:: REQUESTS ::
a - From the forum post about web scraping, list every CSS class selector that the code passes to `select` or `select_one`.
b - Go on with the forum post about web scraping, picking up after its final line of code.

I need help with Webscraping

Working in Mosh’s lecture on webcraping, I found out that the classes referred to in the lecture where he extracted the latest questions and their number of votes from “Newest Questions - Stack Overflow” have changed since the page has been updated after Mosh’s video lectures where made in the year 2018.

Although I was able to replace some of the classes in the lectures with the new classes as currently used on the site, I could not get everything done. For instance I was able to extract the list of questions from the first page only, but could get the appropriate classes to use in extracting the corresponding votes for each question. Secondly, I could not loop over all pages to extract questions beyond the first page.

Any help would be appreciated, I need to progress in my learning. Thanks in anticipation.

Below is my code on VS Code:

import requests
from bs4 import BeautifulSoup

response = requests.get(“Newest Questions - Stack Overflow”)

soup = BeautifulSoup(response.text, “html.parser”)

questions = soup.select(“.s-post-summary–content”)
for question in questions:
print(question.select_one(“.s-link”).getText())

I could not get the class to use for the number of votes. I tried the following line but it returned “None”.

print(question.select_one(“.s-post-summary–stats-item-unit”).getText())

:: INFORMATION SUPPLIED ::
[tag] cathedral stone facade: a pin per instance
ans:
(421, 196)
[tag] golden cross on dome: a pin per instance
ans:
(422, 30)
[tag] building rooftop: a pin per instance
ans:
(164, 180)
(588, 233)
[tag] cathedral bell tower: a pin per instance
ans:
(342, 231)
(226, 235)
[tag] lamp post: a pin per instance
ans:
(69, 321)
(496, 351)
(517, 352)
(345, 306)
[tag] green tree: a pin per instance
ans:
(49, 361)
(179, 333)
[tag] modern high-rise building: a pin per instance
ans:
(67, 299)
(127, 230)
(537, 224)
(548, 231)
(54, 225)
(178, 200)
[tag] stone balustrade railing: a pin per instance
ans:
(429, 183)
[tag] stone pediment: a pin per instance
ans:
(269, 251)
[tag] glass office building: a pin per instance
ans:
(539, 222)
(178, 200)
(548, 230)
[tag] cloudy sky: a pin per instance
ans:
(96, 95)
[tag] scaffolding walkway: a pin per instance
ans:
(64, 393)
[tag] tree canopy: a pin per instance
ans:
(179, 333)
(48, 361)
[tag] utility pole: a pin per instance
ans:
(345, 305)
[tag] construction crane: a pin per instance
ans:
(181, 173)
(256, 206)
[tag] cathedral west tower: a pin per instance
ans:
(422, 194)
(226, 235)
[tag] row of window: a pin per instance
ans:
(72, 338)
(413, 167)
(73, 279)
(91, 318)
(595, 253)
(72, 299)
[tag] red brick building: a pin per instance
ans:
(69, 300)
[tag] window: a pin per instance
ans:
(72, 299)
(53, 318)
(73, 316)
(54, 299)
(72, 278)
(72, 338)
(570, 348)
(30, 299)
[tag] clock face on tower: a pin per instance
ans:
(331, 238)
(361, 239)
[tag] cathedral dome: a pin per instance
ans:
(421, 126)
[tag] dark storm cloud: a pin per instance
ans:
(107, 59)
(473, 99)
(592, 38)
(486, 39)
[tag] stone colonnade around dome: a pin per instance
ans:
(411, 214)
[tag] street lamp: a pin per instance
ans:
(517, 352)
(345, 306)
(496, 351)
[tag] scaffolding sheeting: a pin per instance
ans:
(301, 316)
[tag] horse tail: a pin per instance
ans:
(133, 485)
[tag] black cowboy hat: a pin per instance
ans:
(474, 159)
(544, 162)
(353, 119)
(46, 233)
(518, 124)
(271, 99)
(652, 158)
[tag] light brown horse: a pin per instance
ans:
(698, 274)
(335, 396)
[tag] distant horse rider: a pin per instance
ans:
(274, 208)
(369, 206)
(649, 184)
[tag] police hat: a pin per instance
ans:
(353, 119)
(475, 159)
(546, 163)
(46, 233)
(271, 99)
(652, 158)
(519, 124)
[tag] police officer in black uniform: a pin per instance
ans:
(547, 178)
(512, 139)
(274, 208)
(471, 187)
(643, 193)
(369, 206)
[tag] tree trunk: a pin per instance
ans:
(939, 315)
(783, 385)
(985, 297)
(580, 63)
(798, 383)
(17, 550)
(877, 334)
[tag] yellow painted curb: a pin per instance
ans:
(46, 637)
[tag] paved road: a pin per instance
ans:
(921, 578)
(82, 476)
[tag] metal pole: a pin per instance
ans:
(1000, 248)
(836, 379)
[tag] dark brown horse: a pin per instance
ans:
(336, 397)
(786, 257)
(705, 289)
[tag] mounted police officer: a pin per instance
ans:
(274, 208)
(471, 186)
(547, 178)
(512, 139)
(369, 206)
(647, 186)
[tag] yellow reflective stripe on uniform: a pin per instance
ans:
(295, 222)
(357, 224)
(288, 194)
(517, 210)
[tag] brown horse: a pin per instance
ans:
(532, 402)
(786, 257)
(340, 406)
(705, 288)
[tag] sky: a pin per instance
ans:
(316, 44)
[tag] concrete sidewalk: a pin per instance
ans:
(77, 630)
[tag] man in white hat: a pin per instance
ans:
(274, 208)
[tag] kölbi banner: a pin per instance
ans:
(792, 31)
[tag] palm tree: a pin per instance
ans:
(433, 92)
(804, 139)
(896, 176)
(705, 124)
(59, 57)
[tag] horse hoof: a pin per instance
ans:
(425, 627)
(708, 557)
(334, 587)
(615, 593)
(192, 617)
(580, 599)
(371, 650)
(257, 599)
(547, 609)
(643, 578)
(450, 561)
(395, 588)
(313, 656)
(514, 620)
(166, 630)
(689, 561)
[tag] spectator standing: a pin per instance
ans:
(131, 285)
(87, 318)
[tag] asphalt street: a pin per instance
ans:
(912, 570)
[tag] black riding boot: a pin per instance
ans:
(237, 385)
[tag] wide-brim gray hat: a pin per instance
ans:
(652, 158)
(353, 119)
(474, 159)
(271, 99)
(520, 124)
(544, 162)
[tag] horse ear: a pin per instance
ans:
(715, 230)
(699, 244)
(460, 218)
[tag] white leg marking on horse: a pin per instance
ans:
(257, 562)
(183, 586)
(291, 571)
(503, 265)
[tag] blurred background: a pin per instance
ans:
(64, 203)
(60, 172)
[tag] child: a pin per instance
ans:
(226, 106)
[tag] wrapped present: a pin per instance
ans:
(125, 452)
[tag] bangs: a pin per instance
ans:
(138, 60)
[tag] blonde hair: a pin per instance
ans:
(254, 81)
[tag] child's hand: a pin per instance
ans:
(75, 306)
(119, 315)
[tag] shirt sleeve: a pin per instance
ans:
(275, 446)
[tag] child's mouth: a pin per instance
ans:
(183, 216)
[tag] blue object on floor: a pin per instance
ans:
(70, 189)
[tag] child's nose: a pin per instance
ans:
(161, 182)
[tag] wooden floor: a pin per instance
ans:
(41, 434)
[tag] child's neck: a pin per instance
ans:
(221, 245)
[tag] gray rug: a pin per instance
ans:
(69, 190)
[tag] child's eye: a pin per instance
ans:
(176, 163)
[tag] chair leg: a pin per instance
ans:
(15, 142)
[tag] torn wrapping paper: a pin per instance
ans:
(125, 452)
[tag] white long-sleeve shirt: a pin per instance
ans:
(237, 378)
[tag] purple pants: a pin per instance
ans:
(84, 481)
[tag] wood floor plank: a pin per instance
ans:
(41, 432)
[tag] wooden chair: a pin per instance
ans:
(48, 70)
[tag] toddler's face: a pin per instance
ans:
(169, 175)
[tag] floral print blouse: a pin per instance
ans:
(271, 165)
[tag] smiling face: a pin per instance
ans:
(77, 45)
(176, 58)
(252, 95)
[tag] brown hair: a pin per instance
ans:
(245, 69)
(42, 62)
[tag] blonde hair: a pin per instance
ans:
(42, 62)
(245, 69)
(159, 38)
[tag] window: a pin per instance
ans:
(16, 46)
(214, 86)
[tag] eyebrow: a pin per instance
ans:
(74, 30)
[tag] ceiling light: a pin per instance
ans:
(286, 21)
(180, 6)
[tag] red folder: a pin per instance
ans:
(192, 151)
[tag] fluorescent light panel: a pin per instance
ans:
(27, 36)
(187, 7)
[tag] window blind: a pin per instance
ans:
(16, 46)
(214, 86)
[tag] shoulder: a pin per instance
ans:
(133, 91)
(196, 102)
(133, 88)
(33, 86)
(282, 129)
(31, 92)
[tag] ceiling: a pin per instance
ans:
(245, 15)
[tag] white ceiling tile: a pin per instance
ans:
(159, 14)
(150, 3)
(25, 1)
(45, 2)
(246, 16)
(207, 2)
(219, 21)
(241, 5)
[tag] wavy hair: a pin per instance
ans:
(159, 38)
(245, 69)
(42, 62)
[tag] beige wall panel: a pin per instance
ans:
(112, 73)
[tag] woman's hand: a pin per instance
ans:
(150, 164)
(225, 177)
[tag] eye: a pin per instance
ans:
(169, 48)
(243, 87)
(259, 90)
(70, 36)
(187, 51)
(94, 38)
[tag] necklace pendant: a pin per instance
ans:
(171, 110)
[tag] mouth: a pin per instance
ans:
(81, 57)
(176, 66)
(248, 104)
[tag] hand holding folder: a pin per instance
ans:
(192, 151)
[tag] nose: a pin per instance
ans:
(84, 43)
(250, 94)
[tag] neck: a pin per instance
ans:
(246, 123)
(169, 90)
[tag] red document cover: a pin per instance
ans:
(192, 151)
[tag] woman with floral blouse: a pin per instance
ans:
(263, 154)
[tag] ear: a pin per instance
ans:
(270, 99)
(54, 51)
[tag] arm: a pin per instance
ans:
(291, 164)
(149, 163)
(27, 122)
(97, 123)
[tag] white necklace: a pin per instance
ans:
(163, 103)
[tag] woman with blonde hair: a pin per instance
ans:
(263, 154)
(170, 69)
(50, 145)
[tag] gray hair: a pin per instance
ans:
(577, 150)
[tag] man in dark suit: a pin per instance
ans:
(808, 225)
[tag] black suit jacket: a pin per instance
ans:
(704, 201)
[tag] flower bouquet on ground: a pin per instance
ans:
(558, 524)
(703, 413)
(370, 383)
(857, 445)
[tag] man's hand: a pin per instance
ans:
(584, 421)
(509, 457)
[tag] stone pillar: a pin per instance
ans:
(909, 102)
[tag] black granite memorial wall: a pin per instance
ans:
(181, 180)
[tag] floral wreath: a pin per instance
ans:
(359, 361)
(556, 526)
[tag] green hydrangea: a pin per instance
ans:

:: RESPONSE LIST ::
a -
- ".s-post-summary–content"
- ".s-link"
- ".s-post-summary–stats-item-unit"

b -
Mosh’s code for the same program is as follows:

import requests
from bs4 import BeautifulSoup

response = requests.get(“Newest Questions - Stack Overflow”)

soup = BeautifulSoup(response.text, “html.parser”)

questions = soup.select(“.question summary”)
for question in questions:
print(question.select_one(“.question-hyperlink”).getText())
print(question.select_one(“.vote-count-post”).getText())

Mosh didn’t also complete the part of looping over all the pages to extract questions beyond page one.

Please help!

All,

Frustrating!

What we are looking for is a “class” type to choose from. Since that time, the class for “questions” on (Newest Questions - Stack Overflow) has become:

.... That class above contains two (2) class references that are space delimited! CSS class names lists are whitespace seperated, so simply select on EITHER of the two class names: 's-post-summary' or 'js-post-summary'

like:
selector = ‘.js-post-summary’
questions = soup.select(selector)